### SUPPLIED ENTRIES
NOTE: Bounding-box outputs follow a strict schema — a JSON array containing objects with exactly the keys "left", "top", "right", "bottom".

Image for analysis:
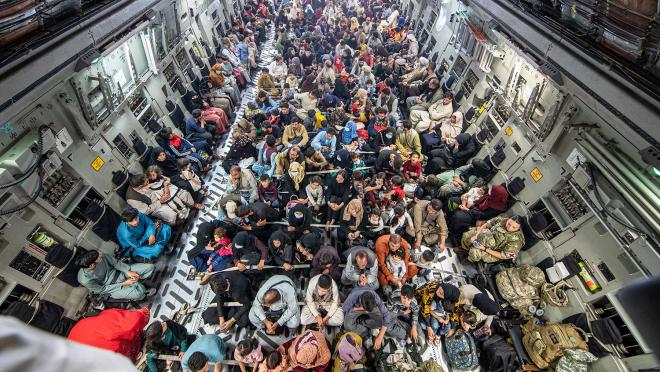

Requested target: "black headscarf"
[{"left": 149, "top": 147, "right": 179, "bottom": 178}]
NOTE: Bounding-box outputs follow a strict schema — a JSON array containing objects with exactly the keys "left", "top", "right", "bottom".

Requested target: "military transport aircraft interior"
[{"left": 0, "top": 0, "right": 660, "bottom": 372}]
######
# [PROBLEM REQUIREMENTS]
Could you present every line of the entries above as a Markdown table with two columns, Row (a running number) and Line (the text), skipping blank lines and leaving the pictures out?

# [FINAL ANSWER]
| Row | Line |
|---|---|
| 1 | NOTE: Bounding-box outputs follow a strict schema — a JSON array containing objects with exactly the keys "left", "top", "right", "bottom". |
| 2 | Image for analysis: |
| 3 | Requested target: "black headscarf" |
| 4 | [{"left": 149, "top": 147, "right": 179, "bottom": 178}] |
| 5 | NOTE: Bounding-box outputs follow a strict schema — a JSON array containing objects with exactly the keys "left", "top", "right", "bottom". |
| 6 | Requested target: "military transport aircraft interior" |
| 7 | [{"left": 0, "top": 0, "right": 660, "bottom": 372}] |